**Text excerpt:**
::::::

Cobalt-chromium-molybdenum (CoCrMo) alloys are widely used in load-bearing implants, specifically in hip, knee, and spinal applications, due to their excellent wear resistance and their being economic compared to titanium-based alloys. However, due to wear induced metal ion release from the implants and poor biocompatibility at implant-tissue interface, there is a significant interest to find an alternative to CoCrMo alloy. We hypothesize that adding calcium phosphate (CaP) based ceramic in the form of hydorxyapatite can minimize metal ion release concerns in CoCrMo alloy.
CoCrMo-CaP composite coatings were processed using a commercial laser-engineered net shaping (LENS™) system. After LENS™ processing, CoCrMo alloy was subjected to laser surface melting (LSM). Samples were investigated for microstructure, phase stability, and wear induced damage. It was found that wear resistance of CoCrMo was enhanced by ~ 5 times due to the formation of an in situ tribofilm of CaPs, and achievement of a fine dendritic microstructure in the case of LSM treated CoCrMo. In vitro cell material interactions study using human osteoblasts cell line was performed. For in vivo, rat and rabbit distal femur models were used for a period of 5 and 12 weeks. In vitro and in vivo study showed improved biological response for surface modified CoCrMo compared to untreated CoCrMo approximately a 5-fold increase in osteoid formation. Our results show that careful surface modification treatments can simultaneously improve wear resistance and in vivo biocompatibility.

::::::

**Exercise requirements:**
A. Please sum up the CoCrMo alloy text in two sentences.
B. Render this sentence from the CoCrMo alloy text in Spanish: "Samples were investigated for microstructure, phase stability, and wear induced damage."

::::::

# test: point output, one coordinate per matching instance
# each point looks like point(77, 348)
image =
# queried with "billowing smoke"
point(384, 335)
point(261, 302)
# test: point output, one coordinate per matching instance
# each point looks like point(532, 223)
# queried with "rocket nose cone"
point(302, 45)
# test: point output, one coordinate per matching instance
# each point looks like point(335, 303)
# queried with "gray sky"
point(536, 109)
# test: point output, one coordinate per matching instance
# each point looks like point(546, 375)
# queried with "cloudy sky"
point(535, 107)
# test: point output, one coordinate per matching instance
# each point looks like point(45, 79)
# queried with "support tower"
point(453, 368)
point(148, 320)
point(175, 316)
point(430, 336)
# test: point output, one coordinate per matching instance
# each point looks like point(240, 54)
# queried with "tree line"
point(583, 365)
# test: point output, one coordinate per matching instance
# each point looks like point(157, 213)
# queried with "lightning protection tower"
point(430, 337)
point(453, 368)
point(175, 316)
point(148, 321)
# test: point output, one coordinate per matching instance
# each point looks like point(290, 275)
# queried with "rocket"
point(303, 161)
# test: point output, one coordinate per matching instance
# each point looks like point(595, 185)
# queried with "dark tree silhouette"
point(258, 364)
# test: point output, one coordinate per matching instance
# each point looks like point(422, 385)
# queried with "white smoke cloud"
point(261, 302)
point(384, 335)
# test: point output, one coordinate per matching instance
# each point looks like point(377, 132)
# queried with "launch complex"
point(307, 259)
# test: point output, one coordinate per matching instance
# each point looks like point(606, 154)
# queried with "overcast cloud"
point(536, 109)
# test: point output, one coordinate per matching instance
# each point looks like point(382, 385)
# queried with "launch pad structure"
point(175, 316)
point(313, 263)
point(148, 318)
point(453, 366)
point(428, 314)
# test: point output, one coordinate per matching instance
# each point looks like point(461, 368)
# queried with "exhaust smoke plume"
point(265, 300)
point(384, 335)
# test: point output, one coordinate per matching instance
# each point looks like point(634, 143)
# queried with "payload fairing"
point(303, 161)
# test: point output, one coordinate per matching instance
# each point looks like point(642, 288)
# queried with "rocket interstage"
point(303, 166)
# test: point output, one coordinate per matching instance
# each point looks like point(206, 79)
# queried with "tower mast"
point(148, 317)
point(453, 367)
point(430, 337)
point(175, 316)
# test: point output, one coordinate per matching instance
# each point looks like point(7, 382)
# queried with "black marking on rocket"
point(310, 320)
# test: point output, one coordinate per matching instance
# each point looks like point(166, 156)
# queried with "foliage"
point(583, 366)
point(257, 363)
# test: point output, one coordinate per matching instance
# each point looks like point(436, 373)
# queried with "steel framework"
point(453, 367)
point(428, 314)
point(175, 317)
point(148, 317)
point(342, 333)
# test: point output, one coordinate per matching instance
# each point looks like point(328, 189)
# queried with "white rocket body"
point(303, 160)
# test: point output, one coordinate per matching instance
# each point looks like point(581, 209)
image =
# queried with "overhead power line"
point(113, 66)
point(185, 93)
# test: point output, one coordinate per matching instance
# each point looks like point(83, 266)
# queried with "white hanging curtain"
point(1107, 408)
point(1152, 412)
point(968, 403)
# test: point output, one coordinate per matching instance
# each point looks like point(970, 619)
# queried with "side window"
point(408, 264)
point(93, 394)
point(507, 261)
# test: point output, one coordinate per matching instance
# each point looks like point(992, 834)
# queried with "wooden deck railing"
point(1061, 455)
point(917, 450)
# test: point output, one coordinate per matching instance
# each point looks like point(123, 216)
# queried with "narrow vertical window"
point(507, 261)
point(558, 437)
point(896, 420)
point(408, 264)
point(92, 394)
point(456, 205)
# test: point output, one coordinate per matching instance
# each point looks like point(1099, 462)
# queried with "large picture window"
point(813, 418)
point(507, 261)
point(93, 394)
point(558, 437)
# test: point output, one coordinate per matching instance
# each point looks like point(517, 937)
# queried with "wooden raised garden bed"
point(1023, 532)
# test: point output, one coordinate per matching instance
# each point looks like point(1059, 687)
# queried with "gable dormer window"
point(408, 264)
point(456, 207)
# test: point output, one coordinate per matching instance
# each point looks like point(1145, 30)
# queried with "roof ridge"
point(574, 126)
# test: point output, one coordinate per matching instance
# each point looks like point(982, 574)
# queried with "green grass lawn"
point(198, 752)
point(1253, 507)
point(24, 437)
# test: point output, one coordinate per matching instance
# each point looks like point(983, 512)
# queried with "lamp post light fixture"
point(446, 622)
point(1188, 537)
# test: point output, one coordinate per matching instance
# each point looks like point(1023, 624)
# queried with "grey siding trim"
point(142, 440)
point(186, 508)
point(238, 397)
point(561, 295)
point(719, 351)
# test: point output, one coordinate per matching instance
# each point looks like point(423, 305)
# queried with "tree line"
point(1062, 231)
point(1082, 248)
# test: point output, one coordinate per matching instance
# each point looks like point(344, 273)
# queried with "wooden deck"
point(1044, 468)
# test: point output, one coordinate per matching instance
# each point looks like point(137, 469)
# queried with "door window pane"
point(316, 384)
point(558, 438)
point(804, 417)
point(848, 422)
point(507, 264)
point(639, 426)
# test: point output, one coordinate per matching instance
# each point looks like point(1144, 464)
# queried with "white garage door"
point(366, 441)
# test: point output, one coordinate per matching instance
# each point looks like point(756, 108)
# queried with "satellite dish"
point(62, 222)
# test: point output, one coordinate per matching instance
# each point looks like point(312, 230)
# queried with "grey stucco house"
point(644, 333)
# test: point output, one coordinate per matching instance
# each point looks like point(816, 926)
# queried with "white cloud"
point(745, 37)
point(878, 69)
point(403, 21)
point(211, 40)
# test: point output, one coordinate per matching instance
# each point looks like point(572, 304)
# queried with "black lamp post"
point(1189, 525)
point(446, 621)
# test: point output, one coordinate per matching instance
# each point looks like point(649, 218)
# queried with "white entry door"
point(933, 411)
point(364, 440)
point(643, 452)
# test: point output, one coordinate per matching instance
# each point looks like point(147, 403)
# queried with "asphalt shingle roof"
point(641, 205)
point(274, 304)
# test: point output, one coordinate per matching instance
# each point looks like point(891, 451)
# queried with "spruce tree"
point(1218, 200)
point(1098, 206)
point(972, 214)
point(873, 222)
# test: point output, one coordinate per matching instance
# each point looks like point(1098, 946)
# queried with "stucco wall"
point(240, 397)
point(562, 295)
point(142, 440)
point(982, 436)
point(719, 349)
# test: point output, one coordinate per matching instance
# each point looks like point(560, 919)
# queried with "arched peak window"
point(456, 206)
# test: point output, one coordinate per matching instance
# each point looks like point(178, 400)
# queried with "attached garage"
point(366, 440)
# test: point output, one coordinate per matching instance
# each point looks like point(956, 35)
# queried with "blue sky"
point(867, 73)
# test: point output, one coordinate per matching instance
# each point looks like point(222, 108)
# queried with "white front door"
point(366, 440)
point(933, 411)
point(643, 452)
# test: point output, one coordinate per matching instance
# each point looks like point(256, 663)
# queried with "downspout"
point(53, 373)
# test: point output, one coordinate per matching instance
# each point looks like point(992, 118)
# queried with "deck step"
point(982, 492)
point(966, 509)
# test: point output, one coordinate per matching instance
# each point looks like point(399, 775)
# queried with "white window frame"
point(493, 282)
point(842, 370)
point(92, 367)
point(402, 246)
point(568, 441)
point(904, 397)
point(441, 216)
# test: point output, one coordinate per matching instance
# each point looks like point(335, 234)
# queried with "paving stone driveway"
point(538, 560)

::::::

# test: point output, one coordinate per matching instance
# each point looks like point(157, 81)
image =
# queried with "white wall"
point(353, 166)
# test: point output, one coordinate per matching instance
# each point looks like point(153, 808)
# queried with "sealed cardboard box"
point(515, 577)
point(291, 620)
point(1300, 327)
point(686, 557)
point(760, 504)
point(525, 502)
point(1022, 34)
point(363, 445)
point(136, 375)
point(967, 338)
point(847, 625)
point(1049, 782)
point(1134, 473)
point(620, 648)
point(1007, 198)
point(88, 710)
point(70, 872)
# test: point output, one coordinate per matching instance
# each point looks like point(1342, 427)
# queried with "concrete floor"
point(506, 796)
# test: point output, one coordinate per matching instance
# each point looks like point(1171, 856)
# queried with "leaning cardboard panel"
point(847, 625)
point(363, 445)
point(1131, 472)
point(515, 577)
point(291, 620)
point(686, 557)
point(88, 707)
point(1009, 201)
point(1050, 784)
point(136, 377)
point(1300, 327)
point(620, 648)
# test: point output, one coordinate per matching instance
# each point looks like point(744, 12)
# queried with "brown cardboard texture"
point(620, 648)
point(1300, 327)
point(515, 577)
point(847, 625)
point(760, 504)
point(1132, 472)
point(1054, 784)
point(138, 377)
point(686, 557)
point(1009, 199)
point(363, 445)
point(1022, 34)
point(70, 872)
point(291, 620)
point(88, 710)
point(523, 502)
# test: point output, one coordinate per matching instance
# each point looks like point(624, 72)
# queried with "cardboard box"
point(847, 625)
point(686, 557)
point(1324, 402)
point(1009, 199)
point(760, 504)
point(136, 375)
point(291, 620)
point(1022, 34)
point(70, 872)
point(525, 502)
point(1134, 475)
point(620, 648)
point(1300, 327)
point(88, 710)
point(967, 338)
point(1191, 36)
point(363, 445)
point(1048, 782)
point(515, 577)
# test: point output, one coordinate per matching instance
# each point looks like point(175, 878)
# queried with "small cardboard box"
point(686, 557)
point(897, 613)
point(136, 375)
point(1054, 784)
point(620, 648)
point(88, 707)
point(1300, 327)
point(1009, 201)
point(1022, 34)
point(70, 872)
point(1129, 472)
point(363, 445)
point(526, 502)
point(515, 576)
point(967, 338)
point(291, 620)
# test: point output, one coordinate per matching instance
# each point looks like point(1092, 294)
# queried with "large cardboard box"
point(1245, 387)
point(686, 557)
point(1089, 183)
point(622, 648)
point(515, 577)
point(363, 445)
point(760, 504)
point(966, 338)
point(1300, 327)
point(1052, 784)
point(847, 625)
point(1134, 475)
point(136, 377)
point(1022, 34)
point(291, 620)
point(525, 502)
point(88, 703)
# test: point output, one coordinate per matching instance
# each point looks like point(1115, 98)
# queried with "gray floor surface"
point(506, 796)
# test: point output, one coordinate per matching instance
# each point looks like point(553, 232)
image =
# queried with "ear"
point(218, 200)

::::::

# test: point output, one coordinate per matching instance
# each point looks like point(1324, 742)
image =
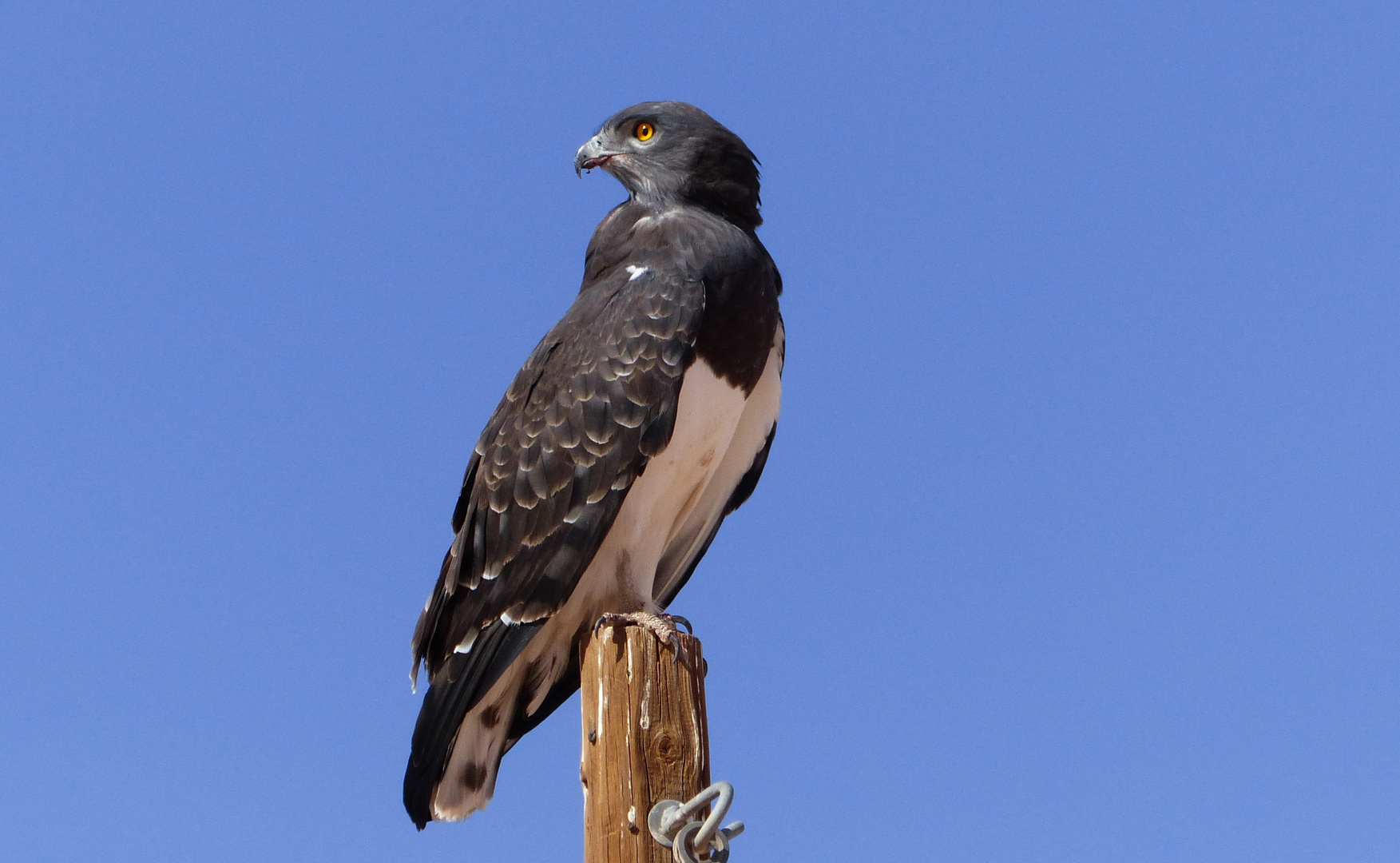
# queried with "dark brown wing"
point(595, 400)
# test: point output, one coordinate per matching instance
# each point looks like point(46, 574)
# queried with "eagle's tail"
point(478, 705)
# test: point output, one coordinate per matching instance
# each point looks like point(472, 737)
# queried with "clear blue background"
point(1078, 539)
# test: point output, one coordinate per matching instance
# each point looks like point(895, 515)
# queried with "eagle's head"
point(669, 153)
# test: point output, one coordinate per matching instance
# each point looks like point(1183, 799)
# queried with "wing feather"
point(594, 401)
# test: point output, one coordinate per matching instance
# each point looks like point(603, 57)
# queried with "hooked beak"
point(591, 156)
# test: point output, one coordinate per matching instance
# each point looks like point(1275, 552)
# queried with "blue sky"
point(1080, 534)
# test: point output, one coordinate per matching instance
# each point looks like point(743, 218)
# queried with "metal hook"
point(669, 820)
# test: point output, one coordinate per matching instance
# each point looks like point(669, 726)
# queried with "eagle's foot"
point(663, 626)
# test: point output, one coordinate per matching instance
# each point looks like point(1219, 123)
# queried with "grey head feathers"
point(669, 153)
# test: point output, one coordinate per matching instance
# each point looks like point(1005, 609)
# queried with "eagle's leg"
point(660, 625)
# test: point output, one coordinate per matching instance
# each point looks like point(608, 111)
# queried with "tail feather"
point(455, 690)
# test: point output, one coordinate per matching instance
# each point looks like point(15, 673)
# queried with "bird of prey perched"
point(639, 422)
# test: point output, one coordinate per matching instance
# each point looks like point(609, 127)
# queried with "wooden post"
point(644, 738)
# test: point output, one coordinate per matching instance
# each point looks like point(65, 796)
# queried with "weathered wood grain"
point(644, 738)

::::::

**Results of the tasks:**
A. CoCrMo alloys are widely used in load-bearing implants, but wear-induced metal ion release and poor biocompatibility at the implant-tissue interface have prompted interest in an alternative, and the researchers hypothesize that adding calcium phosphate ceramic can minimize metal ion release. CoCrMo-CaP composite coatings processed with a LENS™ system, along with laser surface melting, raised wear resistance about fivefold, and in vitro and in vivo studies showed an improved biological response over untreated CoCrMo, with approximately a 5-fold increase in osteoid formation.

B. Se investigaron las muestras en cuanto a microestructura, estabilidad de fases y daño inducido por desgaste.